▸ Given text
[start]
Relevant flights would be re-routed through the Mediterranean, the source said.
"Algerians travelling to Morocco transfer via Tunis," a source at state-owned airline, Algerie Air, told Reuters.
"This is a civilized way of putting an end to a situation that could not last anymore without running the risk of costing more casualties and taking the two countries into a path that would not be desirable," Algerian Foreign Minister Ramtane Lamamra told CNN.
What factors led to this move?
The decision by the supreme security council chaired by Algerian President Abdelmadjid Tebboune comes after increasing tension with its traditional regional rival.
Algeria backs Western Saharan separatists led by the Polisario National Front in their claim for self-determination of the desert territory. Last year, Morocco got US recognition for Western Saharan ownership in return for re-establishing links with Israel.
[end]
Saved entries:
[start]
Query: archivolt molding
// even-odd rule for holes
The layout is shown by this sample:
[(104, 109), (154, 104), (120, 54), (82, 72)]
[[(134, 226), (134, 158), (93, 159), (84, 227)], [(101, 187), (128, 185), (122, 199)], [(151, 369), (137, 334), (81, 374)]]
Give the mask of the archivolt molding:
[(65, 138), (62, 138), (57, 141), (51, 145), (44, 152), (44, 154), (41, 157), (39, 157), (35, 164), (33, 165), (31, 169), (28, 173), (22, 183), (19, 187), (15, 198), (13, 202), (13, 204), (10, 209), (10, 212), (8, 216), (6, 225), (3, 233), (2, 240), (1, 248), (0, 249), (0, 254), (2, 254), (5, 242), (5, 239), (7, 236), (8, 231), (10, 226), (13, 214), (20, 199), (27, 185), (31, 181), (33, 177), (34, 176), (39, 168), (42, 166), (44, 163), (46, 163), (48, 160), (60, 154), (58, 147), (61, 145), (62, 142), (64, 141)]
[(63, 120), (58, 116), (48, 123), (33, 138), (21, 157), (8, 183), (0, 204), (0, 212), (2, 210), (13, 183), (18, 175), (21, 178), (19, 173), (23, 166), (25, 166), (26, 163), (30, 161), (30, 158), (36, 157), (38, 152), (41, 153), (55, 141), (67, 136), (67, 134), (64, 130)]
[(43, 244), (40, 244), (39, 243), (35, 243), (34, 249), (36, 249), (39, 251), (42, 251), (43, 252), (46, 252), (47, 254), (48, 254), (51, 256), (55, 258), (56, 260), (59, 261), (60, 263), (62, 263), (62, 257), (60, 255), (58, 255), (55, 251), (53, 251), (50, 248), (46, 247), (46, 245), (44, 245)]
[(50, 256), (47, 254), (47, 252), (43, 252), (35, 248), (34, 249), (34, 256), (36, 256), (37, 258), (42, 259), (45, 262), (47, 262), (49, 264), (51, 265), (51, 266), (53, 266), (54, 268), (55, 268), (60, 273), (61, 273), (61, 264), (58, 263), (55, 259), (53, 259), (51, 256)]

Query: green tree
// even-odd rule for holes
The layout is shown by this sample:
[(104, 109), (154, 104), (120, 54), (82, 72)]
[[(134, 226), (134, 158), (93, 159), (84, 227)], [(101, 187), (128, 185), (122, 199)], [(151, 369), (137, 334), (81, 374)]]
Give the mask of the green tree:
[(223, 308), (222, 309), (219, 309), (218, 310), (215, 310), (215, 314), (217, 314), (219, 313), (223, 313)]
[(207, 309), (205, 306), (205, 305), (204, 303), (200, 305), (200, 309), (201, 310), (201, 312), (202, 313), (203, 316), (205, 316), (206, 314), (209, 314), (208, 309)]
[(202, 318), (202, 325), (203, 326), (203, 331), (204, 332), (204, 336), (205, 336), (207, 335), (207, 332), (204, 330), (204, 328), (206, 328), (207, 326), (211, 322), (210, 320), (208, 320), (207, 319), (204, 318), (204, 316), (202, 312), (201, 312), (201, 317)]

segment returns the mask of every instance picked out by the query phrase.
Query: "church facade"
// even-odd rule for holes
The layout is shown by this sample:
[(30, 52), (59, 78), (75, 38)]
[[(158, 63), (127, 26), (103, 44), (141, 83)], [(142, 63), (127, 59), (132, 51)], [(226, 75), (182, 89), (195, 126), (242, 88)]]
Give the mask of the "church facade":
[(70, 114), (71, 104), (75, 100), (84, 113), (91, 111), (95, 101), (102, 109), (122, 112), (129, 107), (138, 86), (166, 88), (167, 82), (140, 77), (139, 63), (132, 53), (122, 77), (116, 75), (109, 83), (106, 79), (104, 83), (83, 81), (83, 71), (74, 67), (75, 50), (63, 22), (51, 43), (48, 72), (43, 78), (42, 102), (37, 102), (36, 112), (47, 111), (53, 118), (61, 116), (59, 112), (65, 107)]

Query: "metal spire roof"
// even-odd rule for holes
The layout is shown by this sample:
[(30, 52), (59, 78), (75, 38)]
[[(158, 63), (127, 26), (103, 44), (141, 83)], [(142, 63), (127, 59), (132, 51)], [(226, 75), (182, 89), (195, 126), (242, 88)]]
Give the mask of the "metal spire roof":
[end]
▸ Required task A
Duplicate the part of the Algeria–Morocco text between "What factors led" and "links with Israel.", inclusive.
▸ Required task B
Answer these questions from the Algeria–Morocco text:
(i) According to the airline source, through which city do Algerians traveling to Morocco transfer?
(ii) Who chairs the supreme security council?
(iii) What did Morocco do in return for US recognition of its Western Saharan ownership?
▸ Required task C
Extend the Algeria–Morocco text onward from its final sentence.

▸ Task output A
What factors led to this move?
The decision by the supreme security council chaired by Algerian President Abdelmadjid Tebboune comes after increasing tension with its traditional regional rival.
Algeria backs Western Saharan separatists led by the Polisario National Front in their claim for self-determination of the desert territory. Last year, Morocco got US recognition for Western Saharan ownership in return for re-establishing links with Israel.

▸ Task output B
(i) Tunis
(ii) Algerian President Abdelmadjid Tebboune
(iii) It re-established links with Israel.

▸ Task output C
Algiers also accused Rabat of supporting a separatist group called MAK, accused of lighting wildfires that killed at least 65 people mainly in the Kabylie region of Algeria.
Morocco has called Algerian allegations and its decision to cut diplomatic ties on August 24 "fallacious and even absurd."
The land border between both countries has been closed since 1994 and Algeria has indicated it will divert gas exports from a pipeline running through Morocco. The two countries also fought a short war in 1963 to define its borders.